Task requirements —
Turn all the entries below into one numbered list with a number for each line, and leave out any blank lines.
——————————
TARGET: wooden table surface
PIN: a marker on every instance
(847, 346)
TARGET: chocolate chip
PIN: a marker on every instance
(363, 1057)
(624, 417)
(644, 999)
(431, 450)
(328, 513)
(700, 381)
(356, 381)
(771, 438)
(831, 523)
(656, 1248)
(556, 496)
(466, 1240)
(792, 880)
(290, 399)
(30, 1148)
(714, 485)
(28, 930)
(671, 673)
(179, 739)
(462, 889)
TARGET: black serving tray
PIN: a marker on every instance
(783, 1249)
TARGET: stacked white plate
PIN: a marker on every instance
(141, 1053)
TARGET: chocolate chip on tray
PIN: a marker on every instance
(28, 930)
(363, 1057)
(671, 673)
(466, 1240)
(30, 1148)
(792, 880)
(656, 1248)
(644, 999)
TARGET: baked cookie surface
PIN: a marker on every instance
——————————
Right answer —
1. TARGET: wooden table surface
2. PIN: a marker on every instance
3. (847, 346)
4. TARGET: chocolate chip
5. PIN: a marker on every instance
6. (363, 1057)
7. (624, 417)
8. (644, 999)
9. (431, 450)
10. (328, 513)
11. (700, 381)
12. (356, 381)
13. (771, 438)
14. (831, 523)
15. (656, 1248)
16. (556, 496)
17. (466, 1240)
18. (792, 880)
19. (290, 399)
20. (30, 1148)
21. (714, 485)
22. (28, 930)
23. (671, 673)
24. (179, 739)
25. (462, 889)
26. TARGET: black serving tray
27. PIN: a marker on every instance
28. (783, 1249)
29. TARGET: stacked white plate
30. PIN: a marker on every instance
31. (141, 1053)
32. TARGET: chocolate chip on tray
33. PIN: a marker on every instance
34. (28, 930)
35. (363, 1057)
36. (671, 673)
37. (466, 1240)
38. (30, 1148)
39. (792, 880)
40. (656, 1248)
41. (644, 999)
42. TARGET: baked cookie surface
43. PIN: a marker on every instance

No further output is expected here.